Challenge
Recast the records, everything from the line containing "Every instance of the locomotive front" down to the line containing "(1177, 361)", as a two-column CSV with the headers label_text and points. Give one row per record, with its wording and its answer each in one quoted field and any line breaks replaced by spaces.

======

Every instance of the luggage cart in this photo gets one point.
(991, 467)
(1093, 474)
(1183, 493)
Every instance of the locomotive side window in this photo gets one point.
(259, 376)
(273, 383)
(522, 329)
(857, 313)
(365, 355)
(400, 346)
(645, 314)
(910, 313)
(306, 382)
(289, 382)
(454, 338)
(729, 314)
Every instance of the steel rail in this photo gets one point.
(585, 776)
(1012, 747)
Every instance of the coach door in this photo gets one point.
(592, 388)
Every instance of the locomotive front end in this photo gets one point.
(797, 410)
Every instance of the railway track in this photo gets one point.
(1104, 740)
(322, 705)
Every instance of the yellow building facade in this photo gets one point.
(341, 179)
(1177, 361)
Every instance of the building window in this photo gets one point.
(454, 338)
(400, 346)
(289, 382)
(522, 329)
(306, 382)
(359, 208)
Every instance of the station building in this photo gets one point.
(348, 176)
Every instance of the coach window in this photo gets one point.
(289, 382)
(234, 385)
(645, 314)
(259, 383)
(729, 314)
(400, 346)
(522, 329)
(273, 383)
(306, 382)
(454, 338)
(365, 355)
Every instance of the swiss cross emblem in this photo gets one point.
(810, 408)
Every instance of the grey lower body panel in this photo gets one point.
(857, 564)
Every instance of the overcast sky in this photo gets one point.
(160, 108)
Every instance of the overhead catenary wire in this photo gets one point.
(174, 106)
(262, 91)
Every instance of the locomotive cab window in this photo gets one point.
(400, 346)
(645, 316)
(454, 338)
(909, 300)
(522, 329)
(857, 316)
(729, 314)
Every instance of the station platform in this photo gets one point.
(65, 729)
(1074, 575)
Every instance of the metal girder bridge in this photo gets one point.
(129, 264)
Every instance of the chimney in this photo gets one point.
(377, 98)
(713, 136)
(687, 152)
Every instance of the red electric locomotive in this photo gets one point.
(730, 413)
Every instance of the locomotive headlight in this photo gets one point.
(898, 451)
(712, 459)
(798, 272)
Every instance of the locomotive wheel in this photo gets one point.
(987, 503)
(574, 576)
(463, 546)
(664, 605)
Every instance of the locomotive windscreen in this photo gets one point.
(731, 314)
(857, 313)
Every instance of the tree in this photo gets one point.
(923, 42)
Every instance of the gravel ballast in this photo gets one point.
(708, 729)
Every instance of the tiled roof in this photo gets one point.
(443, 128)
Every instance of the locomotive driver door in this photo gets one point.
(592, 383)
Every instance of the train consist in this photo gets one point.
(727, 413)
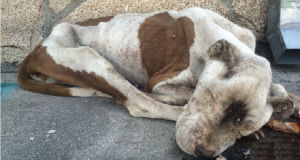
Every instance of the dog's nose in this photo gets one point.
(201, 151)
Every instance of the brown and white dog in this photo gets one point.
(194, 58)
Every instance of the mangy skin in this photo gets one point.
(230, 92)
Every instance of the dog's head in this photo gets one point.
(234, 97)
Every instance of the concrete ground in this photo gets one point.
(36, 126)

======

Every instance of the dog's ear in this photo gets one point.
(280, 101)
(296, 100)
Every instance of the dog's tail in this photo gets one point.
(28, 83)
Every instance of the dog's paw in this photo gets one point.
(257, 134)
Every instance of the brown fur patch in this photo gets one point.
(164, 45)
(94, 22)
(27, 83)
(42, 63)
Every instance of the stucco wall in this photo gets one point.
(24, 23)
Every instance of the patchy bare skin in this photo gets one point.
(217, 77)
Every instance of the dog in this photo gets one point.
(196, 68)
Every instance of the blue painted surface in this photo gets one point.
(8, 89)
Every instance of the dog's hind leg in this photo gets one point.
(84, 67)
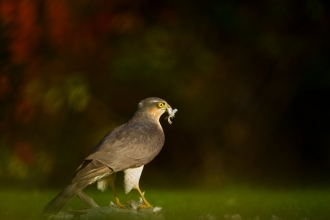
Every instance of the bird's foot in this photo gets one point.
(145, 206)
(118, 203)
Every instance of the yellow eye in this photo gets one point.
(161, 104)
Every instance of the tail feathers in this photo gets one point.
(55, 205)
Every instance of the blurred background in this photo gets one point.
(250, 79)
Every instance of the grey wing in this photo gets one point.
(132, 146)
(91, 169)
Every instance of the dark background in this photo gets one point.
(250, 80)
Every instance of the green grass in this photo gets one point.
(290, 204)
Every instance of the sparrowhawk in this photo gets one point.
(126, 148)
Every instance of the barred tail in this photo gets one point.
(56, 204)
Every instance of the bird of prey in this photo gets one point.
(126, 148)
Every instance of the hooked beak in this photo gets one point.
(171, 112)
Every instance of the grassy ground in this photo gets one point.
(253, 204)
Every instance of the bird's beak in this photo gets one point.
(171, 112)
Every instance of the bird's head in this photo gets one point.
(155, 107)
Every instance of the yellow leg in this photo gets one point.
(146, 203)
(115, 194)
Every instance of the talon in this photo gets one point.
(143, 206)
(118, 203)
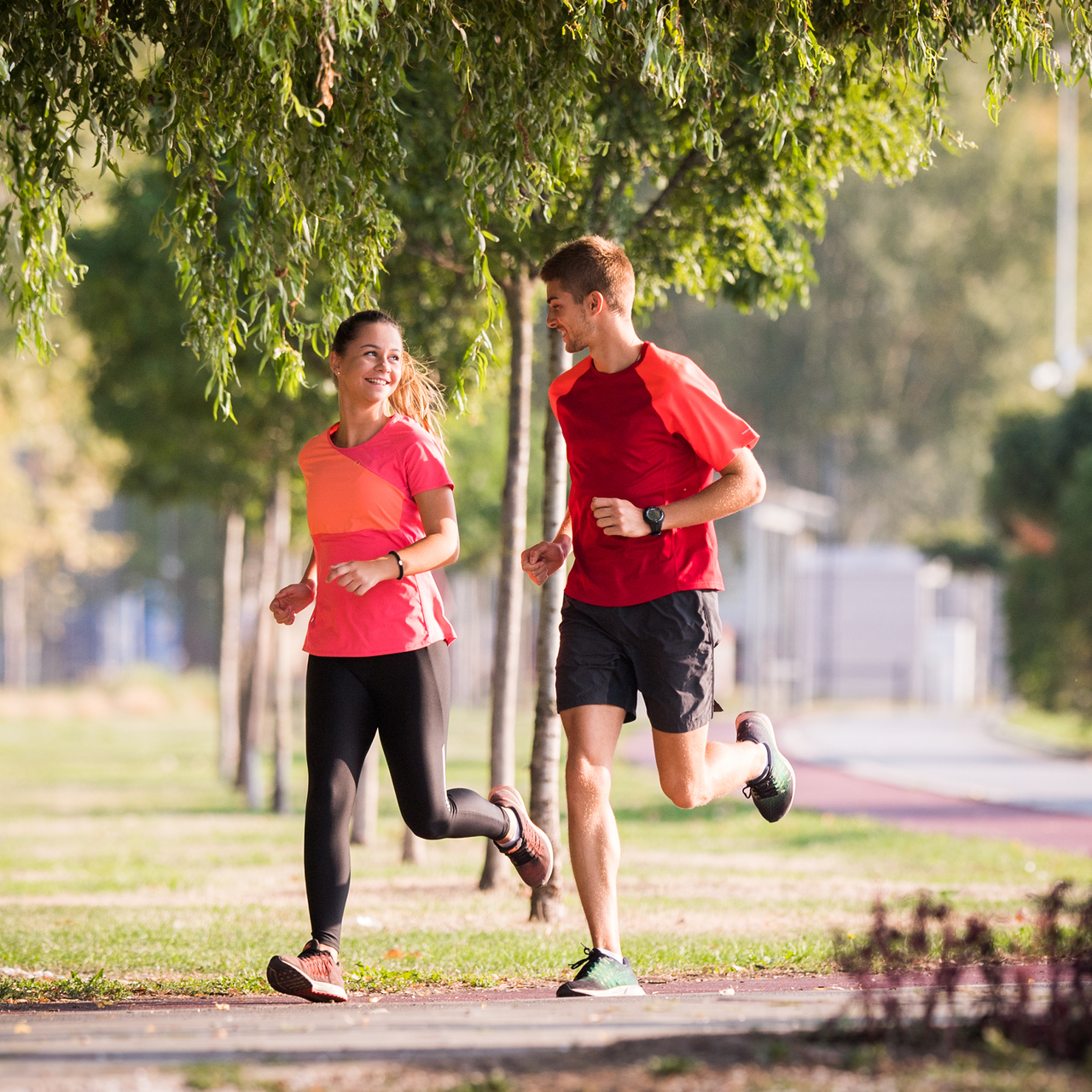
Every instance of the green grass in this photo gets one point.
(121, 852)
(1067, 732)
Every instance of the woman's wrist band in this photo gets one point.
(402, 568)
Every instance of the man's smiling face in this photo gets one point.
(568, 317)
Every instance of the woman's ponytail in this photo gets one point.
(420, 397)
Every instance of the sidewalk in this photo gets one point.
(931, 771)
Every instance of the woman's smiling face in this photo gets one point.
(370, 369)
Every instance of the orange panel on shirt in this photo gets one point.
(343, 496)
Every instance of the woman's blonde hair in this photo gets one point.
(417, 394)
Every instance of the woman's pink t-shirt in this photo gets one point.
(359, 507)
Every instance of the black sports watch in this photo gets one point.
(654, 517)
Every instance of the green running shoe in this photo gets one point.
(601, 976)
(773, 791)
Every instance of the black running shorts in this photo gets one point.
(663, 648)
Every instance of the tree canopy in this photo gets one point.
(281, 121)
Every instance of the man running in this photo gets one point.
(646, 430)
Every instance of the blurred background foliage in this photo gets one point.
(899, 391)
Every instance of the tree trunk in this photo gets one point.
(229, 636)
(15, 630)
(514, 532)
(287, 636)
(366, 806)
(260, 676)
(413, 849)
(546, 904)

======

Answer to this task
label_text,points
"Every instance of the locomotive front end in this photo gets one point.","(797, 410)"
"Every instance of the railway track in this photo gets one point.","(1104, 740) (322, 705)"
"Every instance of the yellow building facade in this photo gets one point.","(341, 179) (1177, 361)"